**** Supplied information

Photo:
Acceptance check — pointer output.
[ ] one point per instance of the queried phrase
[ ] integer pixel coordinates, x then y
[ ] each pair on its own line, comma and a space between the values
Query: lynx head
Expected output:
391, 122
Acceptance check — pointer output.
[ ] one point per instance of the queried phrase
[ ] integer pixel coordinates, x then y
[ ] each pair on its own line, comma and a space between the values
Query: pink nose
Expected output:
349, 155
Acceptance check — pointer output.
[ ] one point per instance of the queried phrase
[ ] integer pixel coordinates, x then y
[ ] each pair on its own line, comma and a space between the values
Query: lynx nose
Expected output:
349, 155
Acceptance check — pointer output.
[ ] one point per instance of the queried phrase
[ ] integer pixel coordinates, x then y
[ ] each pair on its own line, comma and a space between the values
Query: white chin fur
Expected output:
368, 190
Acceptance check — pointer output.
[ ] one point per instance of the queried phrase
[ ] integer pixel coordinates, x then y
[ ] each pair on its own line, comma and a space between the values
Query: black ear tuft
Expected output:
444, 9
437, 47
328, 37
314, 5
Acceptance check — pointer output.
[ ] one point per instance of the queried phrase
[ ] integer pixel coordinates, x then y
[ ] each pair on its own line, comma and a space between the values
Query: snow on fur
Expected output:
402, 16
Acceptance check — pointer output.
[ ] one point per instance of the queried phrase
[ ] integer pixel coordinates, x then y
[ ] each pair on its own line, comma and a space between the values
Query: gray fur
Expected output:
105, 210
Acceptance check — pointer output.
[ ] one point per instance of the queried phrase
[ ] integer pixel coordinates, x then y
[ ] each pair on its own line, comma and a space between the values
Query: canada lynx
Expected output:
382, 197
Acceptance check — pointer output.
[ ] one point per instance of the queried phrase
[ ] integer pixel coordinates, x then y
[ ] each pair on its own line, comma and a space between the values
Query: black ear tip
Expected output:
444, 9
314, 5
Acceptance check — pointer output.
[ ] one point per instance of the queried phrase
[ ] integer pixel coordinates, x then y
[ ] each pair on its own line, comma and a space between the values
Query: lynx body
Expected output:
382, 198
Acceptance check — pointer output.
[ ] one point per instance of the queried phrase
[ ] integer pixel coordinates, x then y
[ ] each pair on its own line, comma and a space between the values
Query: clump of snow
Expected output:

********

— Exercise details —
All of the material is to be copied word for word.

— Completed task —
Photo:
Acceptance check — pointer output.
[ ] one point per instance of the queried phrase
[ ] integer pixel coordinates, x then y
[ ] each pair on its own line, comma and a space between the values
Query: lynx head
Expected output:
391, 122
Acceptance check — pointer output.
[ ] one point per instance of the queried phrase
[ ] integer pixel coordinates, x then y
[ ] each pair on its own line, comma and a space between the values
Query: pink nose
Expected output:
349, 155
Acceptance check — pointer output.
[ ] one point per instance of the queried phrase
[ ] integer pixel coordinates, x then y
[ ] each pair on its own line, comma and a space between the values
Query: lynx nose
Expected output:
349, 155
Acceptance check — pointer output.
[ ] one point per instance of the queried phrase
[ ] integer pixel coordinates, x then y
[ ] each pair on its own line, comma and a space between the values
Query: white chin fur
Expected output:
368, 190
Acceptance check — pointer output.
[ ] one point per instance of the queried phrase
[ ] integer pixel coordinates, x then y
[ ] each pair on its own line, comma and a space between the values
Query: black ear tuft
Expected output:
444, 9
437, 47
328, 37
314, 5
Acceptance check — pointer output.
[ ] one point per instance of the queried phrase
[ ] integer pixel coordinates, x then y
[ ] each pair on its own line, comma and a space between the values
Query: snow on fur
Expected output:
402, 16
Acceptance check — pointer output.
[ ] one point per instance of the queried phrase
[ ] integer pixel coordinates, x then y
[ ] each pair on its own line, comma and a space between the values
Query: gray fur
Expected output:
105, 210
Acceptance check — pointer output.
[ ] one point per instance of the queried phrase
[ ] integer pixel coordinates, x then y
[ ] each pair on its own line, comma and a space between the values
Query: canada lynx
Expected output:
382, 197
Acceptance check — pointer output.
[ ] one point per instance of the queried phrase
[ ] integer pixel coordinates, x then y
[ ] each pair on its own line, comma and a space between the values
Query: black ear tip
Expected output:
444, 9
314, 5
Acceptance check — pointer output.
[ ] one point per instance of the queried phrase
[ ] integer pixel coordinates, x then y
[ ] each pair on its own line, comma and a space between the values
Query: lynx body
Expected output:
382, 198
Acceptance check — pointer output.
[ ] one point per instance of the queried phrase
[ ] integer pixel coordinates, x then y
[ ] each pair on its own line, comma and a space between the values
Query: clump of snow
Expected output:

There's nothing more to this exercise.